>> Start INPUT DATA

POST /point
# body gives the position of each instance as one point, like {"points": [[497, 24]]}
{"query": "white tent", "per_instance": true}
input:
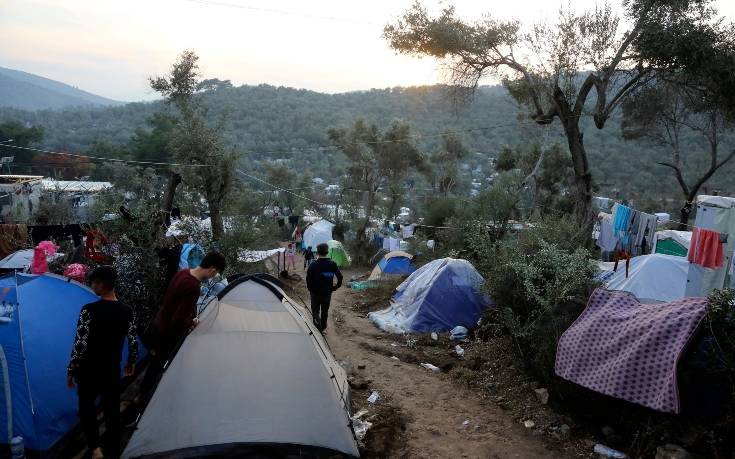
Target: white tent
{"points": [[652, 278], [318, 233]]}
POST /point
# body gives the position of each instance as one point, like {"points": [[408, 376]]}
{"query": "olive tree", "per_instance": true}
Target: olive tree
{"points": [[582, 64]]}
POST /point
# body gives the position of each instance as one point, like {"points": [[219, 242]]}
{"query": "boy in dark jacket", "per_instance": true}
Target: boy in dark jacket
{"points": [[94, 368], [320, 282]]}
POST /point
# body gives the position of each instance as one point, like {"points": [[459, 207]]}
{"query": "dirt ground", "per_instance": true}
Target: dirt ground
{"points": [[422, 414]]}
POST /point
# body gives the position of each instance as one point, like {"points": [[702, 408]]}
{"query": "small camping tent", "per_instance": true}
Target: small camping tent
{"points": [[671, 242], [393, 265], [437, 297], [37, 328], [318, 233], [652, 278], [254, 379], [338, 254]]}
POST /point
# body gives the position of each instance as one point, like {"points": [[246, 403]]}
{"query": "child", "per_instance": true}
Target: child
{"points": [[291, 257], [94, 368], [308, 257]]}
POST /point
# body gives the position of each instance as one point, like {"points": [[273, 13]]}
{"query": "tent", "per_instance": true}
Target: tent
{"points": [[19, 260], [652, 278], [437, 297], [318, 233], [191, 256], [38, 318], [393, 265], [671, 242], [254, 379], [338, 254]]}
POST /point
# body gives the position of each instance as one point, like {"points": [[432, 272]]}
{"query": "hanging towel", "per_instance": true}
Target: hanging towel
{"points": [[606, 241], [706, 249], [646, 229], [621, 215]]}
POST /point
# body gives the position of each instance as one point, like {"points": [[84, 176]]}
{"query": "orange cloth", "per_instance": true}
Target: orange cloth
{"points": [[706, 249]]}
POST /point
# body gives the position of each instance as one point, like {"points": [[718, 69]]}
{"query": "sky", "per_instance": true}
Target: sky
{"points": [[110, 48]]}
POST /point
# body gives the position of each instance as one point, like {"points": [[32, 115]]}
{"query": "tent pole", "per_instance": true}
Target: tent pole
{"points": [[8, 398]]}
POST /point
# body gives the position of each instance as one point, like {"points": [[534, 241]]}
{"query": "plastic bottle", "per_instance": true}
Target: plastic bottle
{"points": [[17, 448], [607, 452]]}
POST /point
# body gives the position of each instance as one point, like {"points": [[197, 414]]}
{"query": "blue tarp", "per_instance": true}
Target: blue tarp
{"points": [[397, 265], [41, 322], [437, 297], [191, 256]]}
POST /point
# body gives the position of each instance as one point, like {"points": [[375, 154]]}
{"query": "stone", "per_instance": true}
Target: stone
{"points": [[671, 451], [542, 395]]}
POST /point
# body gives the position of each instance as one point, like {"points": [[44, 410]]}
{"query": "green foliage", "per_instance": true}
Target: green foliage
{"points": [[194, 142], [539, 281]]}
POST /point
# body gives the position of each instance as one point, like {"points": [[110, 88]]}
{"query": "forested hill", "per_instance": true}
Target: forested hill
{"points": [[32, 92], [270, 122]]}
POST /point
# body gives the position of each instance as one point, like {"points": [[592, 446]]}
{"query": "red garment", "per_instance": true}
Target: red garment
{"points": [[179, 305], [706, 249]]}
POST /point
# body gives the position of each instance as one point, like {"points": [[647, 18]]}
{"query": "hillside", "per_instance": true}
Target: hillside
{"points": [[31, 92], [269, 123]]}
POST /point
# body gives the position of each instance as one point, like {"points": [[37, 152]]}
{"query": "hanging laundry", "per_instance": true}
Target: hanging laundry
{"points": [[621, 216], [606, 240], [646, 229], [706, 249]]}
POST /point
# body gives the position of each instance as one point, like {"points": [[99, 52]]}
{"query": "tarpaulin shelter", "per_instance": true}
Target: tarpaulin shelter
{"points": [[437, 297], [191, 256], [393, 265], [652, 278], [338, 254], [37, 327], [672, 242], [254, 379], [319, 232]]}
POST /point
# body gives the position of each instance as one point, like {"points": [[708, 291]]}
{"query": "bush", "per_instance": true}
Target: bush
{"points": [[540, 283]]}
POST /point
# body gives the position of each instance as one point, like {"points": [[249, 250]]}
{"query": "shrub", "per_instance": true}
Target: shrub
{"points": [[540, 284]]}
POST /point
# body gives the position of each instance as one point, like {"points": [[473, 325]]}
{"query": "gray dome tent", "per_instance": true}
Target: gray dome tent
{"points": [[254, 379]]}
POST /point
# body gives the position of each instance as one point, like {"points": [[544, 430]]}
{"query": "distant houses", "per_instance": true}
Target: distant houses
{"points": [[21, 196]]}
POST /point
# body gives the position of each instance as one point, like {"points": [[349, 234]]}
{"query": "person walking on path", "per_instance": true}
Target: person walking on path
{"points": [[176, 317], [308, 257], [291, 256], [94, 368], [320, 282]]}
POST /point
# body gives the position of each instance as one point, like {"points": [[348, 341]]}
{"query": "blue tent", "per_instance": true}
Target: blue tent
{"points": [[437, 297], [393, 264], [38, 316]]}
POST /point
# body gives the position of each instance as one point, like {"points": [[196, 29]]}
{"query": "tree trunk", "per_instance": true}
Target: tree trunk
{"points": [[168, 197], [215, 216], [684, 215], [582, 175]]}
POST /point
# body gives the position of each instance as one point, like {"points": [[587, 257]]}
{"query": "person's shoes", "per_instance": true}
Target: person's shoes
{"points": [[129, 417]]}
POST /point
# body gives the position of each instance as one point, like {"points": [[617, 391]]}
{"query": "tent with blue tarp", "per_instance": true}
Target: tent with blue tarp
{"points": [[437, 297], [38, 317], [393, 265], [191, 256]]}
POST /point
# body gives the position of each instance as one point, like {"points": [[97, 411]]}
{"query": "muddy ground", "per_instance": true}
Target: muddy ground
{"points": [[422, 414]]}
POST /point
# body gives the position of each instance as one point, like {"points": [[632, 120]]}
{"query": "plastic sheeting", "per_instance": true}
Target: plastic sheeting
{"points": [[652, 278], [392, 265], [318, 233], [338, 254], [437, 297]]}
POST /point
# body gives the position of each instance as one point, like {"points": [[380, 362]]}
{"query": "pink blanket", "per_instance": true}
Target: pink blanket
{"points": [[629, 350]]}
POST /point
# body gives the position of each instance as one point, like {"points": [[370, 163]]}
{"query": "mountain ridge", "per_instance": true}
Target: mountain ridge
{"points": [[27, 91]]}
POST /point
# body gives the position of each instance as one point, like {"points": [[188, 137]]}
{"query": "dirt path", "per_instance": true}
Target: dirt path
{"points": [[443, 419]]}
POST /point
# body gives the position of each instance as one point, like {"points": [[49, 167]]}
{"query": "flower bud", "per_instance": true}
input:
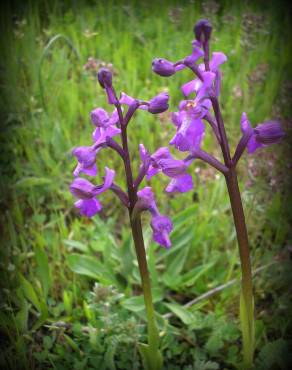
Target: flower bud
{"points": [[203, 30], [269, 132], [163, 67], [104, 76], [158, 104]]}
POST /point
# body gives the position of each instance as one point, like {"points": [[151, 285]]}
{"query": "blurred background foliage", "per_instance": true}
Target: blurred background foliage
{"points": [[70, 287]]}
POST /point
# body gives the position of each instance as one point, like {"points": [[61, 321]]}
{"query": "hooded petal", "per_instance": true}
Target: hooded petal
{"points": [[217, 59], [180, 184], [172, 167], [108, 180], [88, 207], [82, 188], [86, 156], [161, 226], [146, 197]]}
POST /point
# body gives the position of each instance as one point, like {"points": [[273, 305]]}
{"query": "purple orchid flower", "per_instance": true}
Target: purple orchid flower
{"points": [[190, 130], [161, 225], [162, 161], [158, 104], [105, 125], [86, 193], [262, 135], [86, 156], [188, 138]]}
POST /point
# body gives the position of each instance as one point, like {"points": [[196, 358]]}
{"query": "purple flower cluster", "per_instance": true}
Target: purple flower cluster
{"points": [[107, 127], [192, 114]]}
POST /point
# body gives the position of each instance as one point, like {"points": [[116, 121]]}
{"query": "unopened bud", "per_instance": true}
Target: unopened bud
{"points": [[104, 76], [158, 104], [202, 30], [163, 67], [269, 132]]}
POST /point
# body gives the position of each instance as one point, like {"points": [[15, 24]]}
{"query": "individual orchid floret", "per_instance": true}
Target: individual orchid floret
{"points": [[105, 125], [105, 79], [161, 225], [162, 161], [190, 131], [86, 193], [163, 67], [158, 104], [86, 156], [262, 135], [203, 30]]}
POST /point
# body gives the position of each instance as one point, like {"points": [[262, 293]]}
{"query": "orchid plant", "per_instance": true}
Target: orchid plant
{"points": [[190, 130]]}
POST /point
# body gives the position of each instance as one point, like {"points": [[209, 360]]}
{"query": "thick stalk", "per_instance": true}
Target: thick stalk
{"points": [[246, 299], [146, 284], [152, 360]]}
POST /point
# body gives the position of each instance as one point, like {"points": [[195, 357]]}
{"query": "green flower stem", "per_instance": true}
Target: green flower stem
{"points": [[151, 356], [246, 298], [153, 338]]}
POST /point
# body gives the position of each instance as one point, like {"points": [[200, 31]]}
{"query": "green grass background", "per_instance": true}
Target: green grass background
{"points": [[53, 315]]}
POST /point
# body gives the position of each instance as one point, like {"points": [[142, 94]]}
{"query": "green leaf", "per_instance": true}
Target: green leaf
{"points": [[73, 244], [91, 267], [152, 359], [43, 270], [29, 292], [181, 312], [28, 182], [247, 327]]}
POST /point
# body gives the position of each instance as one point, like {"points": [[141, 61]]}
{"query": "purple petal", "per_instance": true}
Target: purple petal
{"points": [[108, 180], [172, 167], [100, 134], [82, 188], [245, 123], [88, 207], [99, 117], [111, 97], [146, 196], [253, 145], [179, 67], [217, 59], [152, 171], [161, 226], [159, 103], [90, 170], [114, 118], [163, 67], [196, 54], [85, 154], [180, 184], [189, 87], [269, 132]]}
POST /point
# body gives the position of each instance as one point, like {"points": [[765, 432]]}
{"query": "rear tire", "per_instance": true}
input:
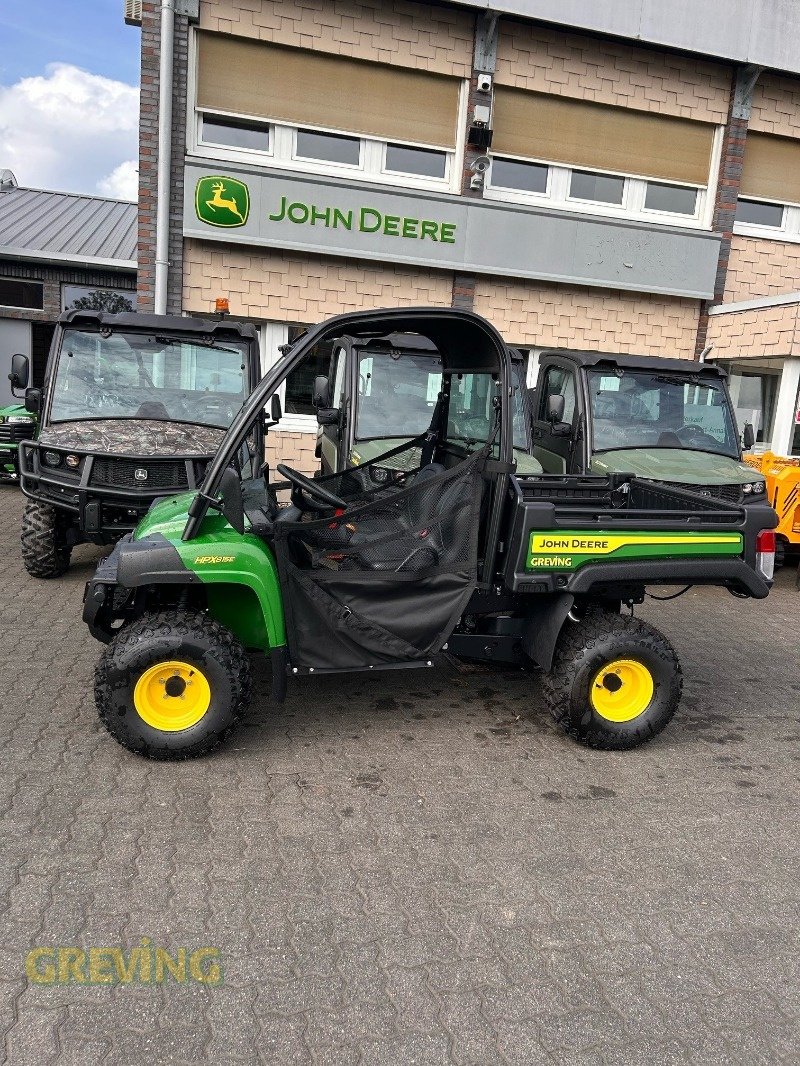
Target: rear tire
{"points": [[616, 681], [780, 552], [45, 550], [172, 685]]}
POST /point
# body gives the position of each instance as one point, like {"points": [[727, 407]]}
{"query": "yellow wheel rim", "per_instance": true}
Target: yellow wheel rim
{"points": [[622, 690], [172, 695]]}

>> End INPUT DATA

## [INSTRUCTIONS FOR THE TASK]
Count the lines in the material above that contain the string "rear", and give only that number.

## [RESULT FOR THIS EXERCISE]
2